Your tasks:
1. From the 4 Club Challenge thread below, reproduce the passage that begins at the words "3 wood,7 iron,pw" and stops after the words "bobmac (Sep 5, 2012)".
2. Answer these questions from the 4 Club Challenge thread below.
(a) Where is road2ruin going for the golfing weekend?
(b) What loft is the hybrid that road2ruin owns?
(c) Which club does Fader say he putts with?

>> Start Source excerpt

# 4 Club Challenge



## road2ruin (Sep 5, 2012)

Going on a golfing weekend on Friday to St Pierre in Wales. We're playing 4 rounds and the first, on Friday, is a 4 Club Challenge.

At the moment I am torn as what to take. I am hitting the driver really well at the moment and the guys I'm going with (only 4 of us in total) aren't the longest off the tee. However if you work on the assumption that a putter is a must and probably something lofted as there is a fair amount of sand I will only have one club left to pick.

I was thinking that maybe I should stick the driver back in the bag and go for a 3 wood which can be used off the tee and off the deck. I don't hit the 3 wood badly just not as confident off the tee with it. This would then mean that I can take something like a 7 iron, PW and a putter.

What clubs would you guys go for?


----------



## dufferman (Sep 5, 2012)

I'm a fan of hybrids - I've got a 21 deg and an 18 deg, and the 18 deg hybrid works very well for me. I'd go hybrid, 7, pw and putter!


----------



## road2ruin (Sep 5, 2012)

dufferman said:



			I'm a fan of hybrids - I've got a 21 deg and an 18 deg, and the 18 deg hybrid works very well for me. I'd go hybrid, 7, pw and putter!
		
Click to expand...

Oddly enough that is my other plan as I have a 17 deg hybrid which works pretty well and (on balance) is probably more reliable off the tee than the 3 wood.


----------



## CMAC (Sep 5, 2012)

do a search on here, loads of thread about 3 club/4 club challenges and about a zillion different answers, so best take your fav clubs and use common sense for the distances.


----------



## gripitripit (Sep 5, 2012)

Driver,7i,pw & putter


----------



## sydney greenstreet (Sep 5, 2012)

3 wood,7 iron,pw and puttter. You can use your 3 wood off the tee's and fairways a bit harder to hit driver of the fairways !


----------



## bobmac (Sep 5, 2012)

3 wood, 5 iron, 9 iron, putter


----------



## Andy808 (Sep 5, 2012)

3 wood, 5 iron, 8 iron, gap, 54 degree wedge. I use my 5 iron for putting as well.


----------



## CMAC (Sep 5, 2012)

1 iron, SI, 8iron, 4 iron


see, told you there would be a zillion answers, best stick with post #4


----------



## rosecott (Sep 5, 2012)

Andy808 said:



			3 wood, 5 iron, 8 iron, gap, 54 degree wedge. I use my 5 iron for putting as well.
		
Click to expand...

Disqualified - excess clubs in bag. Or did you mean that the gap wedge was 54 degree?


----------



## Fader (Sep 5, 2012)

18 Degree hybrid, 5 iron, 7 iron, 9iron. Putt with the hybrid.

Did this exact thing recently when we had a 5 club charity day only difference is I took the driver as well for luxury.

We've got another 5 club coming up and putter is compulsory this time, so will just ditch the driver.


----------



## mcbroon (Sep 5, 2012)

3W, 5 iron, 9 iron, putter

Never played in one but would love the challenge.


----------



## ScienceBoy (Sep 5, 2012)

2 hybrid, 5 iron 9 iron putter for me.

Either that or the same as Bob, not exactly sure really.


----------



## HickoryShaft (Sep 5, 2012)

>> End Source excerpt
>> Start Material shown

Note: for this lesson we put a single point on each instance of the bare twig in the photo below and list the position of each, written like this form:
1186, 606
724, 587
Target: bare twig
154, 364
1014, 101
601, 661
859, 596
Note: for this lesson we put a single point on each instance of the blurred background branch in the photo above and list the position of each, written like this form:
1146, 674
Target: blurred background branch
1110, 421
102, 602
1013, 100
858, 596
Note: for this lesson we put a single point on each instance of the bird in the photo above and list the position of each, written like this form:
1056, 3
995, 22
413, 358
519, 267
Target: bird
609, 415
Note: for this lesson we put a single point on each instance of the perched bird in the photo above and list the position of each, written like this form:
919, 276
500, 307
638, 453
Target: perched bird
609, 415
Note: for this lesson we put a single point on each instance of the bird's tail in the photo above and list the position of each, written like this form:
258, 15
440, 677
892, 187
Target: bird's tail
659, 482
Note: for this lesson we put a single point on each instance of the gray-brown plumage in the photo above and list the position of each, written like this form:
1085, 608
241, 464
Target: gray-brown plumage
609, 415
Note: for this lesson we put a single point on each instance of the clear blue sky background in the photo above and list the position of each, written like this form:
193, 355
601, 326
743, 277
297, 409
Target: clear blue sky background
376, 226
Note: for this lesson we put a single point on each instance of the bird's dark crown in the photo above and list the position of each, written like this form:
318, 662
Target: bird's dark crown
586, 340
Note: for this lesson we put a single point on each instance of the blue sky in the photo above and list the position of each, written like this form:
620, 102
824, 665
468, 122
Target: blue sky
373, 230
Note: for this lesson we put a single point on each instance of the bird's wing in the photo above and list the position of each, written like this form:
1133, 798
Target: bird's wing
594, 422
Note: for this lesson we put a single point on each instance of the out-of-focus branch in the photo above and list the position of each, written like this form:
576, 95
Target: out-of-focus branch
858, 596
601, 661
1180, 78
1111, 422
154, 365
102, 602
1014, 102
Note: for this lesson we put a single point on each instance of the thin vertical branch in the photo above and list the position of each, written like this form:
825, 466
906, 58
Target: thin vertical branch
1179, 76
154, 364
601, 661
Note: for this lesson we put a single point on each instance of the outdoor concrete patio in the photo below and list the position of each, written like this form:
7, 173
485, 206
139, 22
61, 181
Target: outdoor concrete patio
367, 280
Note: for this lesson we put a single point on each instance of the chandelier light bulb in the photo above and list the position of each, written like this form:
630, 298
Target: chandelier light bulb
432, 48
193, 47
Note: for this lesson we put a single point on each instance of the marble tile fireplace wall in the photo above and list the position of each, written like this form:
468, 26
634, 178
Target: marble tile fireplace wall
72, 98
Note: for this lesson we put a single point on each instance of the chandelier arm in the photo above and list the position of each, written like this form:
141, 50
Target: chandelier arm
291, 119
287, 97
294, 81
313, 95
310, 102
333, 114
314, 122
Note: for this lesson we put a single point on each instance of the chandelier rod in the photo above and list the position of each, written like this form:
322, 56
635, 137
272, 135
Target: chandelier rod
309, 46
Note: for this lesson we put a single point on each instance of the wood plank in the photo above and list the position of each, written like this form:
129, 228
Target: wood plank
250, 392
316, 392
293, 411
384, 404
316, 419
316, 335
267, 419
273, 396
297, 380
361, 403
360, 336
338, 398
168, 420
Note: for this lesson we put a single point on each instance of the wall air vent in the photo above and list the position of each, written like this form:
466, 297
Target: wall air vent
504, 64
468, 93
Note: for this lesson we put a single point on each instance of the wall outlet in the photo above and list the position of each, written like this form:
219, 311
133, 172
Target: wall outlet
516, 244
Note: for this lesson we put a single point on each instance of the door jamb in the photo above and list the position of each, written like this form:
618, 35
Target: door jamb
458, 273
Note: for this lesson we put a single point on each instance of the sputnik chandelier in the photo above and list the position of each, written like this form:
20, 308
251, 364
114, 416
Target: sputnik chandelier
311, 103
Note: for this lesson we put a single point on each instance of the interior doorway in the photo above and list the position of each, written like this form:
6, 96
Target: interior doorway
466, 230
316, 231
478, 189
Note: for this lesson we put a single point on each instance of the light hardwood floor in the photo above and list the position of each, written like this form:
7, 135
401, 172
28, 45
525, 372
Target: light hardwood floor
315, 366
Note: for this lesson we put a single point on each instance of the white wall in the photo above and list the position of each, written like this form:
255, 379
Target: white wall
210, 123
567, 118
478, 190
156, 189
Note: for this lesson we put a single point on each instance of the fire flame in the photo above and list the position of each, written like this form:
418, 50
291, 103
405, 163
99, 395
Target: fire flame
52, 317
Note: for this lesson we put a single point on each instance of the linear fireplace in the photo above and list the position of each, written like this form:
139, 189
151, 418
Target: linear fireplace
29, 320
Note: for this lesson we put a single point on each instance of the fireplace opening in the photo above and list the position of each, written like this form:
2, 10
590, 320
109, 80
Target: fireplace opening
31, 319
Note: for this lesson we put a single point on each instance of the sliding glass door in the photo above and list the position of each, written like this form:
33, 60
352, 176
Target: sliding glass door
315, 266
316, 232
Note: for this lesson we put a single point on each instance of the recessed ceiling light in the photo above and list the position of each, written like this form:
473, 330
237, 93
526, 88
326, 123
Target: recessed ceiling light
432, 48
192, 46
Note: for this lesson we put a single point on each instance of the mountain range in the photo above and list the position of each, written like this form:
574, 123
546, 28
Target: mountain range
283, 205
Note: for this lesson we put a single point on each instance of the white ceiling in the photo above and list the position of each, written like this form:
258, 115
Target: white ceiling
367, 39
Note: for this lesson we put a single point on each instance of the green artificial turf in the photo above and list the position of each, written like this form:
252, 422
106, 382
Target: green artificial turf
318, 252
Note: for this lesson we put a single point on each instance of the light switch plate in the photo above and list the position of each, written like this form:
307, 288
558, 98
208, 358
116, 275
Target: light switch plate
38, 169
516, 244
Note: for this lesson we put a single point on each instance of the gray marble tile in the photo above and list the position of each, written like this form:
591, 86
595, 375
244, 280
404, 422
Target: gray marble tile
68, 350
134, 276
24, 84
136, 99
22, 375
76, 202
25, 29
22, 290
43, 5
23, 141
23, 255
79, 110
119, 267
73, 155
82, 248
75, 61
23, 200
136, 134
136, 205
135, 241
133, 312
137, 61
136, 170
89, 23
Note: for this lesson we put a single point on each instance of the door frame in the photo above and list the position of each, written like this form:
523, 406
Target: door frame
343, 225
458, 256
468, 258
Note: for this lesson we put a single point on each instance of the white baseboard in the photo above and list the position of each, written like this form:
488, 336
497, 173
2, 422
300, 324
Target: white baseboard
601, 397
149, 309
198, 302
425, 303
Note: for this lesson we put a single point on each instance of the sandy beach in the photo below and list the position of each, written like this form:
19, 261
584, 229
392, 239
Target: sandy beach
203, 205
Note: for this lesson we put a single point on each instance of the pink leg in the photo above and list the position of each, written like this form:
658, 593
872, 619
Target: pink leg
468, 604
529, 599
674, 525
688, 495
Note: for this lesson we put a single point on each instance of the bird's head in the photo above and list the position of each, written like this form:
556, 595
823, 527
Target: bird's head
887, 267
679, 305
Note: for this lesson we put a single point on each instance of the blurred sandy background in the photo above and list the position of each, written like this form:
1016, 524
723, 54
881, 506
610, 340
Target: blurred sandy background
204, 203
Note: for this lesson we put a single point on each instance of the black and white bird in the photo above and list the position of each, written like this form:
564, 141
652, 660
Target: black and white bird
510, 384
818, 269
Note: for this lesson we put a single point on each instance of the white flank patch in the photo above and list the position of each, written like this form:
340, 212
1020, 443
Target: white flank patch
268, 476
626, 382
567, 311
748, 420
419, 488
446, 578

>> End Material shown

Expected outputs:
1.
3 wood,7 iron,pw and puttter. You can use your 3 wood off the tee's and fairways a bit harder to hit driver of the fairways !


----------



## bobmac (Sep 5, 2012)

2.
(a) St Pierre in Wales
(b) 17 degrees
(c) The 18 degree hybrid